- Set task -
Convert the rows below into a JSON list of strings, with one string for each line and blank lines left out.
# Supplied records start
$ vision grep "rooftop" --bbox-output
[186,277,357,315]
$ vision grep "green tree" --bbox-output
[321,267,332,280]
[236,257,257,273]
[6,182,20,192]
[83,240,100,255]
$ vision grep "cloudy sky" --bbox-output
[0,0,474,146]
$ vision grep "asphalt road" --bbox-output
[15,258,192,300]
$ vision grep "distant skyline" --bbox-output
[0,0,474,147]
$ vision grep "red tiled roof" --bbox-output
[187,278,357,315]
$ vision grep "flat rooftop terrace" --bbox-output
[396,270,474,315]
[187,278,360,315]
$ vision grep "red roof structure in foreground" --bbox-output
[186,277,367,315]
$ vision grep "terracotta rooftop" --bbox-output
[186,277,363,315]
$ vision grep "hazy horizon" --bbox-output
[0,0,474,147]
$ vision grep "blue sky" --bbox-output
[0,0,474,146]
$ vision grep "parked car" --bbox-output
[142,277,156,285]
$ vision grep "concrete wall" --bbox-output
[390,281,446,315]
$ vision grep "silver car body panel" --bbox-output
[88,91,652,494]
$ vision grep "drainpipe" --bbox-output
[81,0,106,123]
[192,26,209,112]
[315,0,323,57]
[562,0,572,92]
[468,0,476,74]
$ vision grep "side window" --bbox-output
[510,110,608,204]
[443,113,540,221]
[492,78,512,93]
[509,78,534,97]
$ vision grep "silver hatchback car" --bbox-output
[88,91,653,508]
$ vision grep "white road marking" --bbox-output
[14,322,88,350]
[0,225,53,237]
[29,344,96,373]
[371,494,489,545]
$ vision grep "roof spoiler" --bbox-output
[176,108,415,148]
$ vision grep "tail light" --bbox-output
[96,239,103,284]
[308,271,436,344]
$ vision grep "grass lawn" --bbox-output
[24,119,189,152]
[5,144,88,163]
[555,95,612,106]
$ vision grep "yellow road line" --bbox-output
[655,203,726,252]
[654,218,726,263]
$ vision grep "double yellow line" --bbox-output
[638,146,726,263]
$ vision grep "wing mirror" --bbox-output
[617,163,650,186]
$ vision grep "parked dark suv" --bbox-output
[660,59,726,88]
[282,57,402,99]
# Supplied records end
- Written solution -
[
  "$ vision grep \"rooftop\" --bbox-output",
  "[186,277,357,315]",
  "$ vision grep \"green tree\" --bbox-output",
  "[321,267,332,280]",
  "[236,257,257,273]",
  "[6,182,20,192]",
  "[83,240,100,255]",
  "$ vision grep \"cloudy sky\" --bbox-output",
  "[0,0,474,146]",
  "$ vision grep \"asphalt road\" --bbox-output",
  "[15,258,192,300]",
  "$ vision grep \"distant skyline\" --bbox-output",
  "[0,0,474,147]",
  "$ vision grep \"red tiled roof\" --bbox-output",
  "[187,278,357,315]",
  "$ vision grep \"flat rooftop terrace\" --bbox-output",
  "[396,270,474,315]",
  "[187,278,360,315]",
  "$ vision grep \"red roof structure in foreground\" --bbox-output",
  "[186,277,367,315]",
  "$ vision grep \"terracotta rooftop\" --bbox-output",
  "[186,277,363,315]",
  "$ vision grep \"hazy horizon\" --bbox-output",
  "[0,0,474,147]",
  "$ vision grep \"blue sky\" --bbox-output",
  "[0,0,474,146]",
  "$ vision grep \"parked car\" --bbox-output",
  "[142,277,156,285]",
  "$ vision grep \"concrete wall\" --bbox-output",
  "[390,281,446,315]",
  "$ vision grep \"silver car body panel\" --bbox-output",
  "[88,91,652,494]",
  "$ vision grep \"drainpipe\" --bbox-output",
  "[81,0,106,123]",
  "[192,26,209,112]",
  "[315,0,323,57]",
  "[562,0,572,92]",
  "[468,0,476,74]",
  "$ vision grep \"side window\" --bbox-output",
  "[510,110,608,204]",
  "[443,113,540,221]",
  "[492,78,512,93]",
  "[509,78,534,97]",
  "$ vision grep \"silver hatchback car\" --bbox-output",
  "[88,91,653,508]",
  "$ vision grep \"white road marking\" --bbox-output",
  "[14,322,88,350]",
  "[0,225,53,237]",
  "[29,344,96,373]",
  "[371,494,489,545]",
  "$ vision grep \"roof spoiler\" --bbox-output",
  "[176,108,415,148]",
  "$ vision grep \"tail light\" --bbox-output",
  "[96,239,103,284]",
  "[308,271,436,344]",
  "$ vision grep \"grass lawn\" --bbox-output",
  "[24,119,189,152]",
  "[5,144,88,163]",
  "[555,95,612,106]",
  "$ vision grep \"yellow road line\" --bbox-output",
  "[655,203,726,252]",
  "[654,218,726,263]",
  "$ vision grep \"double yellow line\" --bbox-output",
  "[638,146,726,263]",
  "$ vision grep \"wing mirror\" --bbox-output",
  "[617,163,650,186]",
  "$ vision grep \"parked dark suv\" --bbox-output",
  "[660,59,726,88]",
  "[282,57,402,99]"
]